## Exercise details
Copy out every record below, word for word.

## The records
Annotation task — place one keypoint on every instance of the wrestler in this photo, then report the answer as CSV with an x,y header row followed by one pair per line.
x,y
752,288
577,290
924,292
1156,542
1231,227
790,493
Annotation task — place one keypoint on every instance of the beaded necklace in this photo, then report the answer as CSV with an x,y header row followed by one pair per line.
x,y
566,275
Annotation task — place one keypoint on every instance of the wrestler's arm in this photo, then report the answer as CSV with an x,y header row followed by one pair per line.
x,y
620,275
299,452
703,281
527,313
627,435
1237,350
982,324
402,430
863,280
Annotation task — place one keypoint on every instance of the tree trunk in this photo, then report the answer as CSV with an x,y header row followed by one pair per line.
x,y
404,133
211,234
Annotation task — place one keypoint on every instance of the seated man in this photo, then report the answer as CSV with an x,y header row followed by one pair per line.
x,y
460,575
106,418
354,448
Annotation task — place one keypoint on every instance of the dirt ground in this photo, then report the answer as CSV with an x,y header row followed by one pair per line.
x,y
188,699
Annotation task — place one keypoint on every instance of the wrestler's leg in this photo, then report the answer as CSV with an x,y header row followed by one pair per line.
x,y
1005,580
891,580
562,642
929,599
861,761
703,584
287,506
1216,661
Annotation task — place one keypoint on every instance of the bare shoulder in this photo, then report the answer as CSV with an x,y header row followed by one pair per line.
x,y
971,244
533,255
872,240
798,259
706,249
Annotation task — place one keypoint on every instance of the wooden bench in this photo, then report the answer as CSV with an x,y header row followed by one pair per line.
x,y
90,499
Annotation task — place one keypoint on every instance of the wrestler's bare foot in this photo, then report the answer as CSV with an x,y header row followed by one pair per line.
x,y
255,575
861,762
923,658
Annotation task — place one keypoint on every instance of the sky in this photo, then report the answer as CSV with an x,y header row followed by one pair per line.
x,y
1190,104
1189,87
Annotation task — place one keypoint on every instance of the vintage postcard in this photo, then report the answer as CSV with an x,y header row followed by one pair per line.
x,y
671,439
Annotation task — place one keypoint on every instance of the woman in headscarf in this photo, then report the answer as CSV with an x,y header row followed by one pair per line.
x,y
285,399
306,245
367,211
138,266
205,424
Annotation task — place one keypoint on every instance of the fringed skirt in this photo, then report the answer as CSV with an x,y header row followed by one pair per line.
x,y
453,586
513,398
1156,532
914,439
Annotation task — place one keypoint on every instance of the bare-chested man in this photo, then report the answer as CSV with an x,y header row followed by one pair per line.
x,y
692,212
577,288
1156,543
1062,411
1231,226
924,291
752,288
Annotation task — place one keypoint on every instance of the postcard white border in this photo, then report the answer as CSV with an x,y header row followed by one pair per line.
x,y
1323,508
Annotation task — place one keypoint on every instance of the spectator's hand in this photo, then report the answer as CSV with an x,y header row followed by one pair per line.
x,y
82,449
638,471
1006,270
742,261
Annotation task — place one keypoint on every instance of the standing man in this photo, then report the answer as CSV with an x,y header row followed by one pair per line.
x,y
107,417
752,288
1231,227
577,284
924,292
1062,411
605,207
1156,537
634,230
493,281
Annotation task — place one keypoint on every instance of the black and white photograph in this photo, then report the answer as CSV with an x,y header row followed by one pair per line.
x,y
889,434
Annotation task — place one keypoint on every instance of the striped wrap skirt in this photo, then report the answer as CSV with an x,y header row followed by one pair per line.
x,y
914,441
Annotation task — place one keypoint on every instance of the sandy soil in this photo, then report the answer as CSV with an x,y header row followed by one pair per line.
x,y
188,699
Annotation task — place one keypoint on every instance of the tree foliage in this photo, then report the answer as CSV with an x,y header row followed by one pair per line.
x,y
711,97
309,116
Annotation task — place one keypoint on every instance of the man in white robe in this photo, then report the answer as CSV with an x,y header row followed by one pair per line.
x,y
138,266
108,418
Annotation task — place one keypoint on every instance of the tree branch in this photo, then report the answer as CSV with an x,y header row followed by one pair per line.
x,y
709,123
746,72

## Reply to the exercise
Annotation task — place one keypoint on every instance of the wrestler in this photo, then report the answer as CSV with an x,y header row followed by one pair per line.
x,y
752,288
577,290
924,292
1156,542
1231,227
790,493
Annotation task — place one keypoint on every instance of the beaded necklace in this photo, then report the answer as CSV with an x,y header row followed by one pair per line.
x,y
566,275
Annotation task — place one keypoint on every instance of the wrestler's arm in this photo, then report the answer as CSV with an x,y header row followed by one pair per line.
x,y
620,275
299,452
703,281
527,313
627,435
1237,350
982,324
402,430
863,280
Annotation task — place one keypoint on every instance of the tree trunk in this photo, then report the answer as CSV with an x,y header row followed by one pair per line.
x,y
404,133
211,234
Annotation task — place one keypoint on every instance of the seated man in this photo, then report the answer as CSV with an x,y header row followed by one pair per line.
x,y
460,575
106,418
354,448
Annotation task — place one keypoint on every instance of the dirt ground in this photo, then report the answer as CSV with an x,y header row followed by one pair per line.
x,y
188,699
Annotation task — place one keypoint on every instance of the wrestler's leg in this photo, then report the answer as CSV with an x,y header row followed by one pair per line.
x,y
1005,580
891,580
562,642
929,599
861,761
703,584
287,506
1216,661
Annotation task — place one keypoint on every instance of the bare shoulder in this photo, then report the answer as CSV with an x,y header row followed by one pair per line.
x,y
971,244
533,255
872,240
798,259
706,249
Annotation task — place one keypoint on every instance of the wooden bench in this photo, then report the answer as CSV with an x,y header row followed by one pair per line.
x,y
90,499
Annotation task — place one keypoint on every instance of the wrestler's bare foot in this photo, then report the answer as CSV with an x,y header row followed by one pair per line.
x,y
255,575
861,762
923,658
Annotation task — place one keypoint on every instance of the sky in this photo, then report the answer as CSV with an x,y header row followed by one pair per line.
x,y
1190,104
1189,87
Annotation task — place one keypoint on every instance of the vintage postcard in this photo, then report the answer as CSV with an x,y header row followed by one pair per line.
x,y
671,439
Annotation task — place one keypoint on every instance of the woman in headscarf in this photo, then report the answer as CSV with an x,y header row followed by one pair per line.
x,y
285,399
306,245
367,211
138,266
205,424
Annotation task — place one keypoint on every instance of the fringed skirt in this photo, then report the answer as CSV with an x,y header row followed by one pair per line.
x,y
453,586
513,398
1156,532
914,439
Annotation task — place one keypoint on every instance of the bare-chested man in this photo, then report the answer as CSV with an x,y header row followed by one pair per line.
x,y
692,212
577,288
1156,543
1062,411
1231,226
924,291
752,288
Annotation task — place one keypoint on every instance of the postcard white border in this photo, then report the answer as CSV with an x,y header row followed by one pair per line.
x,y
1323,508
Annotation task — place one keypoint on every instance of the spectator's hand in this photo, then report the answer as CSV with an x,y header row followed by one pair per line.
x,y
82,449
638,471
1006,270
742,261
Annotation task — place one keypoint on every instance of the standing man in this photo, then report the answer as CSV with an x,y header row followed by one pair per line.
x,y
107,417
752,288
1231,227
577,284
924,292
1062,411
605,207
1156,537
634,230
493,281
Annotation task — place one keypoint on every instance of the black and white photograph in this photo, then report the answer as CSV with an x,y header row followed by one pair per line.
x,y
889,434
Annotation task — place one keypoint on every instance of the striped wrap skirt in this photo, then report the answer as CSV with an x,y header row followed by one pair per line.
x,y
914,441
Annotation task — place one keypoint on every instance of the sandy soil in this photo, then report the answer as CSV with an x,y header row followed by one pair per line.
x,y
188,699
Annotation task — place one keypoint on every instance of the tree foliage in this photo, then report the answer as CSV with an x,y header row followed by one pair per line.
x,y
711,97
309,116
Annotation task — place one keypoint on every instance of the man in white robe in this photo, then report the answer as CSV with an x,y header row followed by one pair per line.
x,y
138,266
108,418
Annotation task — place one keypoint on every instance of the tree branch in this photo, then report the answer as CSV with an x,y header row followed by one pair per line.
x,y
709,123
746,72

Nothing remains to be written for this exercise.